* Trecho selecionado *
○ ○ ○ ○ ○
10/05/2015

“DE TANTA ESQUIZOFRENIA ISTO É UMA UTOPIA”

Nos idos de 1966, pouco mais de dois anos do golpe militar 
– e digo isso de modo categórico – apoiado num primeiro momento por todos os órgãos influentes da imprensa e fortemente pela classe média e alta – que são basicamente os mesmos de hoje – o processo político estava por demais fechado, com dezenas de cassações de políticos e prisões dos mais exaltados à esquerda, sindicalistas e comunistas.
Por ato seu, foi fechado o Congresso Nacional.
Naquele ano de 1966, havia perplexidade pelo modo como avançavam os militares nas demandas políticas, começaram a gostar do poder.
E havia um conformismo ou atitudes contidas nos meios políticos e nos meios sociais, aí incluídos os estudantes. De espera.
Em setembro de 1966 eu já não era tão jovem assim. Havia completado o clássico e trabalhava num pequeno jornal em São Caetano do Sul. E nessa empresa, nasceu uma revista estudantil.
Nas páginas centrais dessa revista (setembro de 1966) fiz espécie de apelo cuidadoso no andamento do processo político que se fechava, utilizando até mesmo linguagem figurada.
[Para exemplificar: quando me refiro a “casarão” não me lembro se me referia ao presidente Castelo Branco ou ao Palácio do Planalto, sede do governo.]
[O “Pai forasteiro” fora uma referência aos Estados Unidos pela influência que tivera na deposição de João Goulart que foi cantar “em galho uruguaio”.]
Há um sentido de ingenuidade nesse texto. E havia cuidado no modo de dizer as coisas.
○ ○ ○ ○ ○
* Listagem fornecida *
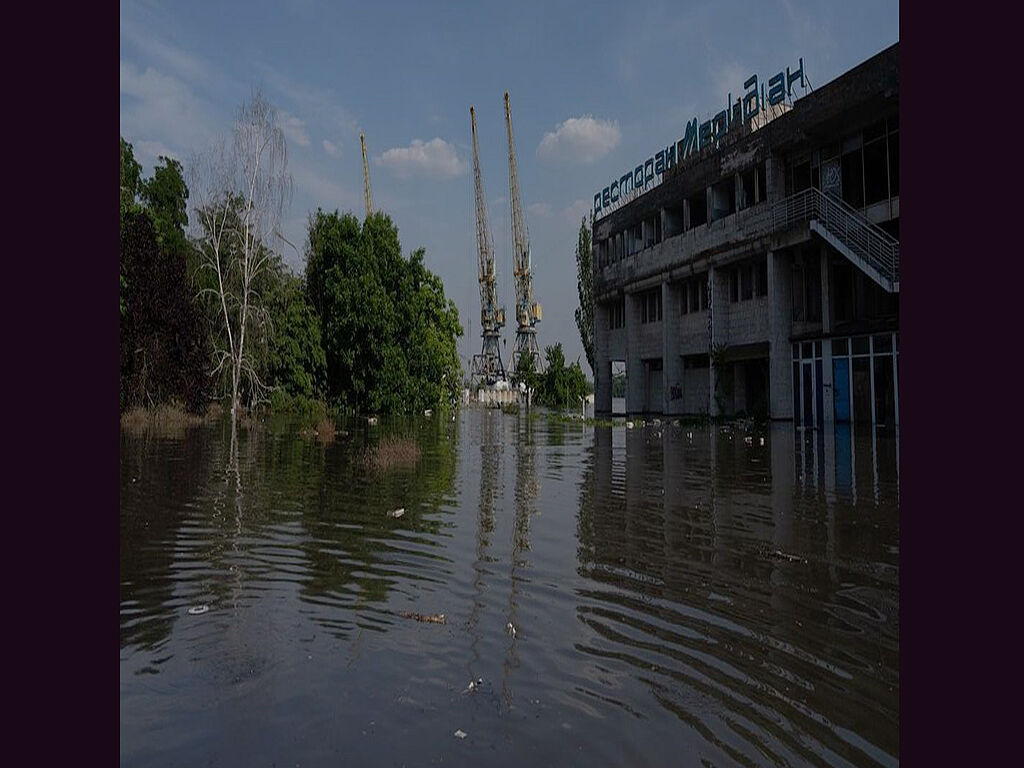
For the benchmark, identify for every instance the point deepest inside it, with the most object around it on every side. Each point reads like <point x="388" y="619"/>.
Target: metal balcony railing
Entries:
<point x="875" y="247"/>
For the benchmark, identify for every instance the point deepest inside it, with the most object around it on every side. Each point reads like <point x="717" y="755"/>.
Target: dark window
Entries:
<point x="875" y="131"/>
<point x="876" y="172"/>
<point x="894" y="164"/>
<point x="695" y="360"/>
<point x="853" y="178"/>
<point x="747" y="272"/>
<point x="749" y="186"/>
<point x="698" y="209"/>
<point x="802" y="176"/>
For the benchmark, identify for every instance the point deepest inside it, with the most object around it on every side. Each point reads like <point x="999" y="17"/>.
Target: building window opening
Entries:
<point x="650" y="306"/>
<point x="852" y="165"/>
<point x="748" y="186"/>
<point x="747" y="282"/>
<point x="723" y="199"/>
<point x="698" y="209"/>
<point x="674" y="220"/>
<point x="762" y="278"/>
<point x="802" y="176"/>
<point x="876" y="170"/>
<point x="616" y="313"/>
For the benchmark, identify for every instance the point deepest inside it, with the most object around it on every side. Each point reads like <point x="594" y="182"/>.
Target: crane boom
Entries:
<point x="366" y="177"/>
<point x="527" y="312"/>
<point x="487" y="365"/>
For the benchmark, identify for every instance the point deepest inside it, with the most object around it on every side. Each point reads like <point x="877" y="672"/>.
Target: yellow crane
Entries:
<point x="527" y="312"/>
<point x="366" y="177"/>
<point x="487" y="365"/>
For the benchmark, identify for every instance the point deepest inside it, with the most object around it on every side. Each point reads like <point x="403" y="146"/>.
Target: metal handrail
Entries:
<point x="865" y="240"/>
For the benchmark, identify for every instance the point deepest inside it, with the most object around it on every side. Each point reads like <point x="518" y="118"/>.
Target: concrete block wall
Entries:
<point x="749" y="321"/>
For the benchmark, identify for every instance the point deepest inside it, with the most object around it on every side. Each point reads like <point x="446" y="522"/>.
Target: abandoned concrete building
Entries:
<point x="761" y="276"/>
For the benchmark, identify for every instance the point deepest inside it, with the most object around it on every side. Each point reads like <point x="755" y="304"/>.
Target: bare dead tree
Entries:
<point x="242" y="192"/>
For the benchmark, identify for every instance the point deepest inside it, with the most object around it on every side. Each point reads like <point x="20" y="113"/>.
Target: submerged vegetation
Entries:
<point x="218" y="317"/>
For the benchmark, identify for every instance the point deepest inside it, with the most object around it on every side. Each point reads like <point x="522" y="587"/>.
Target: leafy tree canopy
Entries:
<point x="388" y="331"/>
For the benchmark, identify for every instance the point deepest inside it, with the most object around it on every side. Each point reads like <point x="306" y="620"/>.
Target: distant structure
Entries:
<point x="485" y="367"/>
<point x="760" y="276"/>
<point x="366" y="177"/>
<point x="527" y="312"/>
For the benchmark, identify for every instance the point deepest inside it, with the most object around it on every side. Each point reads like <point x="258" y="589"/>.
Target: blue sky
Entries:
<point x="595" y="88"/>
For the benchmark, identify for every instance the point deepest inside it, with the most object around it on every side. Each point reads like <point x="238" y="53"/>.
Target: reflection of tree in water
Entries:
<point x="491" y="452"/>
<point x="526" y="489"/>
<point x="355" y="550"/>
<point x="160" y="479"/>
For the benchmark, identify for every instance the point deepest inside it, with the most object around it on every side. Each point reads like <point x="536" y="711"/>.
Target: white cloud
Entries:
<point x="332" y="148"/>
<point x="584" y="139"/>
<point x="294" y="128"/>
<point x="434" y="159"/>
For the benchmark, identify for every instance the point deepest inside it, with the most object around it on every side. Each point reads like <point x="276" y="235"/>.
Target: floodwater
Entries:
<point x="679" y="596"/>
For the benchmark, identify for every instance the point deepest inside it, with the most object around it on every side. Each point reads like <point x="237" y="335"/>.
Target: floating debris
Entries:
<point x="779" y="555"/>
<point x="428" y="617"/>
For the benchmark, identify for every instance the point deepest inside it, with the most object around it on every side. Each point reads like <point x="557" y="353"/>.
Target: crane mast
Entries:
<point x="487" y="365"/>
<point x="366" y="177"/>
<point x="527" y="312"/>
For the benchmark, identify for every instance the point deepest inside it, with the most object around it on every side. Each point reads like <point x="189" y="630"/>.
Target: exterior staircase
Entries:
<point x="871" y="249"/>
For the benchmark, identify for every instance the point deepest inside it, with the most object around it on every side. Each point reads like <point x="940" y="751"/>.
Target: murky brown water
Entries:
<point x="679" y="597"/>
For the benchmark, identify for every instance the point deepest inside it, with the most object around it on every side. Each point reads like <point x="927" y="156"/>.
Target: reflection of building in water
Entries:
○ ○ ○ ○ ○
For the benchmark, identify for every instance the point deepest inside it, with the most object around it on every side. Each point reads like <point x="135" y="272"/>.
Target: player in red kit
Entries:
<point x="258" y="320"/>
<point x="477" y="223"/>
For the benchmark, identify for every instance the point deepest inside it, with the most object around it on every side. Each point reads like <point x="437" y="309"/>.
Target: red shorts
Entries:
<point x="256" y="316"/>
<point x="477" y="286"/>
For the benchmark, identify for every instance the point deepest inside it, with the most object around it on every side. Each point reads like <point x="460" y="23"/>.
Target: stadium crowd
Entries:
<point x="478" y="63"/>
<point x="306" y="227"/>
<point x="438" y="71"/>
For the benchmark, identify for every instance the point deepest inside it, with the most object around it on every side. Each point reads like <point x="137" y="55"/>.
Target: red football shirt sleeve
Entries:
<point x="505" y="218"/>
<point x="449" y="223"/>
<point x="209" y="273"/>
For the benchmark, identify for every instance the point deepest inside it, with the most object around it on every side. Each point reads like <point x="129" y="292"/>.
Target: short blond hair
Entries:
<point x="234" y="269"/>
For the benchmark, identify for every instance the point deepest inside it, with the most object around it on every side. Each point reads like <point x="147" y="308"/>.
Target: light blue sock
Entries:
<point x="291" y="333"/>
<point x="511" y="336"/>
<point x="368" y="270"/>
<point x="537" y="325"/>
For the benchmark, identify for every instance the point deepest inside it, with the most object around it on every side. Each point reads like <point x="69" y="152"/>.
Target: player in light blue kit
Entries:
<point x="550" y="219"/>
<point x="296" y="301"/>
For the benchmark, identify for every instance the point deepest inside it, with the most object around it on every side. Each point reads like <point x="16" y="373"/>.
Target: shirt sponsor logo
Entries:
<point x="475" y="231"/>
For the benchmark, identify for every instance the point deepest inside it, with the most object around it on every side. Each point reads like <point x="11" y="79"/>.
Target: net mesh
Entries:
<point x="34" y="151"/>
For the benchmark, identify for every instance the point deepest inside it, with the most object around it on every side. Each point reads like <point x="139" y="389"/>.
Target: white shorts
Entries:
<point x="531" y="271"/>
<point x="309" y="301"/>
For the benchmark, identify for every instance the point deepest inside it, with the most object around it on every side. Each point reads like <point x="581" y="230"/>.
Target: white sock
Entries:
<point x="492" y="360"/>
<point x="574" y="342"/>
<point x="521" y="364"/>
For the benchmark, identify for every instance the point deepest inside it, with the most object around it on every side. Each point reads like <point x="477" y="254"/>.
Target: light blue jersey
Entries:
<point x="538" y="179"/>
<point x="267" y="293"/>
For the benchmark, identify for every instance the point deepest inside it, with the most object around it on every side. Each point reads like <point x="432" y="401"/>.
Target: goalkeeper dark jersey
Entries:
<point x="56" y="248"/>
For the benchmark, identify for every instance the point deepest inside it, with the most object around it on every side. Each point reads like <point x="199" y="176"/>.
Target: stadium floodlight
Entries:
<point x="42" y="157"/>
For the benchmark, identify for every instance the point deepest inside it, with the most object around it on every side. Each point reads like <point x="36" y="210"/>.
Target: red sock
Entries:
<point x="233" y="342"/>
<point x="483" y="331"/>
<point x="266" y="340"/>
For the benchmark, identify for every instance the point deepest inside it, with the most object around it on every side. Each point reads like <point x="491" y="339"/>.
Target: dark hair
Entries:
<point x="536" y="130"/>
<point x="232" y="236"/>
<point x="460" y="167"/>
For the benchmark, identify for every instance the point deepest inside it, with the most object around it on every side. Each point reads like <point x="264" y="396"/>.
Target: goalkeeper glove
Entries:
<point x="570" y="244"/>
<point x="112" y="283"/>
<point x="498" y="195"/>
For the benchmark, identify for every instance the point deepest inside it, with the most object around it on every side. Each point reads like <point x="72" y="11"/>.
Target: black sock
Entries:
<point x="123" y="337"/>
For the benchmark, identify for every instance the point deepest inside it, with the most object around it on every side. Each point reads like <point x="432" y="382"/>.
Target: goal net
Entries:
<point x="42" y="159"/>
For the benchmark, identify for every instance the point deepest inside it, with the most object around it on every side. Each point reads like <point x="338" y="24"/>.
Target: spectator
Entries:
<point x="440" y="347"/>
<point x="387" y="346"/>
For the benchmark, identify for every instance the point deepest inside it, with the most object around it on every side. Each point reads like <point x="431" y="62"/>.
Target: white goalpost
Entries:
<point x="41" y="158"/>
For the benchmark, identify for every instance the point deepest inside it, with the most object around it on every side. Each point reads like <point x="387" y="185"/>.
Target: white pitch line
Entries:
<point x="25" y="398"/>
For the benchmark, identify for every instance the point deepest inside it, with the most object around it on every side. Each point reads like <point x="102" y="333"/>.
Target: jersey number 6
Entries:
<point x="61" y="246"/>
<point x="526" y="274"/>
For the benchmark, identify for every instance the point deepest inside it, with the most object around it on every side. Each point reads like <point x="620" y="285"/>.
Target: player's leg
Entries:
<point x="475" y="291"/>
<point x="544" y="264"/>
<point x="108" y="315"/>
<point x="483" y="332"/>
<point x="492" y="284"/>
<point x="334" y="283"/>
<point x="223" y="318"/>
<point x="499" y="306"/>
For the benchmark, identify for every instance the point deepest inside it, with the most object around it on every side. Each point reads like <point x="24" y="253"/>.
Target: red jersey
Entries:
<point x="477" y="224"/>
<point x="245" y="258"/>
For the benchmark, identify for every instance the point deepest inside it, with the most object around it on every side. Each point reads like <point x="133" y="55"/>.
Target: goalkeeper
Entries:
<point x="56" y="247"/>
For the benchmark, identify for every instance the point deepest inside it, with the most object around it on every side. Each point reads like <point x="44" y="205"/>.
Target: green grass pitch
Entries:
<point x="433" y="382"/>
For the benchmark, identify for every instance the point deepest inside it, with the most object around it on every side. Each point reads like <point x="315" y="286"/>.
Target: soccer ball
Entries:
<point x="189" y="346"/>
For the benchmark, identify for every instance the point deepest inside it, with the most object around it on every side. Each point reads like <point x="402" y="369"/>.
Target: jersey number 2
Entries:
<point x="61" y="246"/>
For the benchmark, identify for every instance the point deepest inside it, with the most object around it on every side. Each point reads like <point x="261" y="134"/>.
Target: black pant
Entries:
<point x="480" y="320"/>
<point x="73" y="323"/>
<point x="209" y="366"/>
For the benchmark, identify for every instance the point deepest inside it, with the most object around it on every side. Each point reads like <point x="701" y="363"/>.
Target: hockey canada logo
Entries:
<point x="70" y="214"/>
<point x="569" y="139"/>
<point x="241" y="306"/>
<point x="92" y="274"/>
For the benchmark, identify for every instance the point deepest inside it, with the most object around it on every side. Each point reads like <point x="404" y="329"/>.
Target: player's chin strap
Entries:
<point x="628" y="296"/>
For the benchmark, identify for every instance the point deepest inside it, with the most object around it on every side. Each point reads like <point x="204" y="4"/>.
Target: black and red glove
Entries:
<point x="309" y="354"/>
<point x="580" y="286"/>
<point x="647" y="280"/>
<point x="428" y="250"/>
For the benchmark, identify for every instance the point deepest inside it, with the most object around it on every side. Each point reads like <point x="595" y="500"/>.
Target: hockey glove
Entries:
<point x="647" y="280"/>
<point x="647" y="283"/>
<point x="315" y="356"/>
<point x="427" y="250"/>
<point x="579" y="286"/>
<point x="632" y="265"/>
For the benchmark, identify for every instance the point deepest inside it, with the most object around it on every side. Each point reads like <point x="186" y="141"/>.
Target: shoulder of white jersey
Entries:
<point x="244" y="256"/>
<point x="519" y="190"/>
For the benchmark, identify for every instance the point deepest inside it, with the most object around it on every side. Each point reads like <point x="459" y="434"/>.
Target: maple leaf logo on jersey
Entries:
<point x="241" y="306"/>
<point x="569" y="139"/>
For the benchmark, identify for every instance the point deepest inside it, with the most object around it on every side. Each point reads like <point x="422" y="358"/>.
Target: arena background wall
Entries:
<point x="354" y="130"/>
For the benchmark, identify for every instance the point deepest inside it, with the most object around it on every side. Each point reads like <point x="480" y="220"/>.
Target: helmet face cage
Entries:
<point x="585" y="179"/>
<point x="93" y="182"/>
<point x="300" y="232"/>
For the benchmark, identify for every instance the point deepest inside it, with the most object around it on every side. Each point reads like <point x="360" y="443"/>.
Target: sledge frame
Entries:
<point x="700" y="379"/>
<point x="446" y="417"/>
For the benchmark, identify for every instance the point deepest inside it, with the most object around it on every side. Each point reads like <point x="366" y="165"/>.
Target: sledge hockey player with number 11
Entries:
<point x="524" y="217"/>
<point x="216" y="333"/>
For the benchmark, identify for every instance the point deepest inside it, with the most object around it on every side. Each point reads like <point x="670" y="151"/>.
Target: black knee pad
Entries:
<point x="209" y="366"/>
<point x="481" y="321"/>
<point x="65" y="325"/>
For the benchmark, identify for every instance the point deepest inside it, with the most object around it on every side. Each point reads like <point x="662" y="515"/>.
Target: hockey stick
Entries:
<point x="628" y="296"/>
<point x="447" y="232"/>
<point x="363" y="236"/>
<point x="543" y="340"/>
○ ○ ○ ○ ○
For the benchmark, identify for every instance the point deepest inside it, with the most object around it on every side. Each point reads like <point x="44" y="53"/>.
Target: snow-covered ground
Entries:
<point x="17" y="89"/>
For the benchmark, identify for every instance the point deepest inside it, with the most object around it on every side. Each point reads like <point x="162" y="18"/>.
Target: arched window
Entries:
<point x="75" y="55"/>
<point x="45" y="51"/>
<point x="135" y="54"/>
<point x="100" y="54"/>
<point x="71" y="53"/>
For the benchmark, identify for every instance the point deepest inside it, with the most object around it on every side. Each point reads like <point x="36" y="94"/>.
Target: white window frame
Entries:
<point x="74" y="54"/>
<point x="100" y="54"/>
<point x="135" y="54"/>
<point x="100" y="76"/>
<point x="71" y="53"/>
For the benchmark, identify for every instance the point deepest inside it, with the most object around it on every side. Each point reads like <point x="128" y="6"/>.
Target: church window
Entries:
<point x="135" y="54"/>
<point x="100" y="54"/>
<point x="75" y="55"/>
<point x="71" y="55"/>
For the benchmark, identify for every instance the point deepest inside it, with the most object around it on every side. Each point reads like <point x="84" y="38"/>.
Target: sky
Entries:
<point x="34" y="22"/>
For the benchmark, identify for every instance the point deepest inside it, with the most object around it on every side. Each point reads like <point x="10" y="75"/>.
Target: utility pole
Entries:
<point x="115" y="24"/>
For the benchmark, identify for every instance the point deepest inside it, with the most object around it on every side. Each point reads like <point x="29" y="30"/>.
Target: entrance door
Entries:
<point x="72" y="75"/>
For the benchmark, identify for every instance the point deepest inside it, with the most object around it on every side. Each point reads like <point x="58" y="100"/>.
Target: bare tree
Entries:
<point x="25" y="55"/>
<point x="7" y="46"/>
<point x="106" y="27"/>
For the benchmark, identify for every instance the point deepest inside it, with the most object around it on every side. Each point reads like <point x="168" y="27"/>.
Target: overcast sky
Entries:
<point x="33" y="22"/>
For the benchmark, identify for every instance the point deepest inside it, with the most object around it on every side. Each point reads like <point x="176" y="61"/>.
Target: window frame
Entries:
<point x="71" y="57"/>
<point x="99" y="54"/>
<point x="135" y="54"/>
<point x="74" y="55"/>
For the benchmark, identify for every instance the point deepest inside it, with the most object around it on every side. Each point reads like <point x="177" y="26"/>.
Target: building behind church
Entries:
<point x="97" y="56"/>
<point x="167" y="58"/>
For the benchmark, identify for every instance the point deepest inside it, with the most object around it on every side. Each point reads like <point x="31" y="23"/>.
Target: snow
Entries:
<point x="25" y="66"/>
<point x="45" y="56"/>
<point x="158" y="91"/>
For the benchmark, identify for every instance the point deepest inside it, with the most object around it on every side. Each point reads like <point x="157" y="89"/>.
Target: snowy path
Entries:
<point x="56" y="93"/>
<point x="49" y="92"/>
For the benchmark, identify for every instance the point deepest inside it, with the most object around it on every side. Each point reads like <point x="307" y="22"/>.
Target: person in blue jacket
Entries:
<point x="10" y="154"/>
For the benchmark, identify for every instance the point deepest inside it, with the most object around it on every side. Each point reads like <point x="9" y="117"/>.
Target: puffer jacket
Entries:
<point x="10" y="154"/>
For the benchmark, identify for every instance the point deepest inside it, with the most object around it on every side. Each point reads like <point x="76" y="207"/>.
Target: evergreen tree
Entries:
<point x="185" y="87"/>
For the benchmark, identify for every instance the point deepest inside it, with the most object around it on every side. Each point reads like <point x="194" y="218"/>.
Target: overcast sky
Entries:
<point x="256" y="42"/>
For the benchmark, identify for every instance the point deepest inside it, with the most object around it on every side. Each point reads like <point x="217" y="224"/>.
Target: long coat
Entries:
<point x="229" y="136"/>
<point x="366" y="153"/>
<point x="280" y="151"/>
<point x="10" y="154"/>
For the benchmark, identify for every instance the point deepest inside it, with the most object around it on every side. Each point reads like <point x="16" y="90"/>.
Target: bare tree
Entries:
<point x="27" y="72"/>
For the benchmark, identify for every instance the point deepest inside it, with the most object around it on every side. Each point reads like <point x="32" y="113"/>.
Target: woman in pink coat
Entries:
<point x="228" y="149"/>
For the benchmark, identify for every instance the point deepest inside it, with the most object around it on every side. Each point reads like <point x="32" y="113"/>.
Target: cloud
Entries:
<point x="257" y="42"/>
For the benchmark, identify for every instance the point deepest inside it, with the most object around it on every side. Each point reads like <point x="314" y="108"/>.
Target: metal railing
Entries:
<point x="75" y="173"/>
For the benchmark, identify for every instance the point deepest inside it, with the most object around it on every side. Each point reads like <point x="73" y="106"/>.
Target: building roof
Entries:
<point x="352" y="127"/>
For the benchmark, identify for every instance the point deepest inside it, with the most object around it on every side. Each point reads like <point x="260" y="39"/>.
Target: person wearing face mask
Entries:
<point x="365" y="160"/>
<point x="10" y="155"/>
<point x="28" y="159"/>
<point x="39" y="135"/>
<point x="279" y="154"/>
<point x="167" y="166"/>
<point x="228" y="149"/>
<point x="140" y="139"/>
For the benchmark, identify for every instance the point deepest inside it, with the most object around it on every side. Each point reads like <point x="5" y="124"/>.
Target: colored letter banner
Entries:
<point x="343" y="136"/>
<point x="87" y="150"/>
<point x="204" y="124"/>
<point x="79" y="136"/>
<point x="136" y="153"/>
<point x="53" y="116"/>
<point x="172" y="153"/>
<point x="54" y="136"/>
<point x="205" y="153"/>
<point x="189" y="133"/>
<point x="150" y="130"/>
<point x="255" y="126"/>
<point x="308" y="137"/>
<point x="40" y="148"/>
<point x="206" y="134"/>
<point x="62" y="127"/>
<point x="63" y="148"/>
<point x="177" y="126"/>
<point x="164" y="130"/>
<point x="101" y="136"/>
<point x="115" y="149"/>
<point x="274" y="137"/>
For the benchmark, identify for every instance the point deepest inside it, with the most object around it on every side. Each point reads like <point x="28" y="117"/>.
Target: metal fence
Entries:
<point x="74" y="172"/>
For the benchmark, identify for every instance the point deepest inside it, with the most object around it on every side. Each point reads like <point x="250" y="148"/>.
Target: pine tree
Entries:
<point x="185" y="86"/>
○ ○ ○ ○ ○
* Problema proposto 1 *
De acordo com o trecho selecionado, em que cidade ficava o pequeno jornal onde trabalhava quem escreve, em setembro de 1966?
* Problema proposto 2 *
Destaque todas as linhas da listagem que contêm a palavra "shorts". Diferencie maiúsculas de minúsculas.

* Solução do problema 1 *
Em São Caetano do Sul.

* Solução do problema 2 *
Target: red shorts
Target: white shorts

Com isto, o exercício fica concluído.